» **Prompt**
Reproduce verbatim the rows from the line that contains "Target: bronze figurine" through the line that contains "pixel 142 313", including both of those lines. Output only those rows.

» **Dataset content**
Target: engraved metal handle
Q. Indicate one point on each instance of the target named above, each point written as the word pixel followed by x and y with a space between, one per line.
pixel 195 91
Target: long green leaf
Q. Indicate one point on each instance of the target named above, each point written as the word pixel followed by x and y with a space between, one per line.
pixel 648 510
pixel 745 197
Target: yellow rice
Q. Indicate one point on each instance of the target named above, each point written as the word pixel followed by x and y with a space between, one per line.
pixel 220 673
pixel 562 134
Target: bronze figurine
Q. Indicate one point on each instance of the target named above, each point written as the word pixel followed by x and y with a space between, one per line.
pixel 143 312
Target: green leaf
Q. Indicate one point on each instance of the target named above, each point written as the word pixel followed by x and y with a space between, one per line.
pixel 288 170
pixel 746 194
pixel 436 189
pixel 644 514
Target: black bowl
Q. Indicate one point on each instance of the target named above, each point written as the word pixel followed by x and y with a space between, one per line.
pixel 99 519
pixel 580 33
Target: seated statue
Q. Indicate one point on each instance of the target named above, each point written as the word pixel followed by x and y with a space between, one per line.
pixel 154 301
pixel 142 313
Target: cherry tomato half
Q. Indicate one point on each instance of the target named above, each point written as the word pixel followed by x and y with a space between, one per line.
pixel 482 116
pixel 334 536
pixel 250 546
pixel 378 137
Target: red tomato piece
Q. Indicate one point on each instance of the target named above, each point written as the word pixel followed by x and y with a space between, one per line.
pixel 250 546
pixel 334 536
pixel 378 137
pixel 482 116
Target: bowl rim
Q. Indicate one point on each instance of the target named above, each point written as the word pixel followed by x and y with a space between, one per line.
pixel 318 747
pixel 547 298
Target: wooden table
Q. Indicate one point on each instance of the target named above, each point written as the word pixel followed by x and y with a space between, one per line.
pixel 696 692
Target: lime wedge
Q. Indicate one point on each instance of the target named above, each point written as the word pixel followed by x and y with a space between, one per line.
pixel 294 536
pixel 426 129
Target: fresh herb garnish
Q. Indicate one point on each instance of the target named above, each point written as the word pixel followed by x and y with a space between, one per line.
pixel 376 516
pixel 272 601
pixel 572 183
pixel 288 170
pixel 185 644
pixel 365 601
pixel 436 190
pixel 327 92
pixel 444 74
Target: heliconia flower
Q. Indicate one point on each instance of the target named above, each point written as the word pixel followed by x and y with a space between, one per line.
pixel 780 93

==

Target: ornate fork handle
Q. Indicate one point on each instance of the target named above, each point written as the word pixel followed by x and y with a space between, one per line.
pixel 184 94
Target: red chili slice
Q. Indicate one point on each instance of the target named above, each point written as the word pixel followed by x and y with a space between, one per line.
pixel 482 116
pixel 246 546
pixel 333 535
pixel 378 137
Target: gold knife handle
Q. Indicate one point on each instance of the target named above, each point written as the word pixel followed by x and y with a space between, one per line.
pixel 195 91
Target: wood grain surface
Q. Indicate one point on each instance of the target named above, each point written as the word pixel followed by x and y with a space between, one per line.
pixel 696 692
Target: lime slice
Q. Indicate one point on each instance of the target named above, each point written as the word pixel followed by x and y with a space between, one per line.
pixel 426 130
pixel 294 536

» **Finished task**
Target: bronze figurine
Q. Indicate one point on each instance of the target named above, each point written as the word pixel followed by x and y with a space between, one per line.
pixel 143 312
Target: green leaf
Q. Indicate one point on each instance of the target named above, each point written as the word pixel followed by x and y with a space between, one per line.
pixel 288 170
pixel 746 194
pixel 436 189
pixel 644 514
Target: black bowl
Q. Indicate one point on each instance of the target named above, each point written as the word pixel followed by x and y with a space between, one per line.
pixel 99 519
pixel 580 33
Target: seated statue
Q. Indicate one point on each instance of the target named above, each point written as the word pixel followed by x and y with a space between, one per line.
pixel 154 301
pixel 142 313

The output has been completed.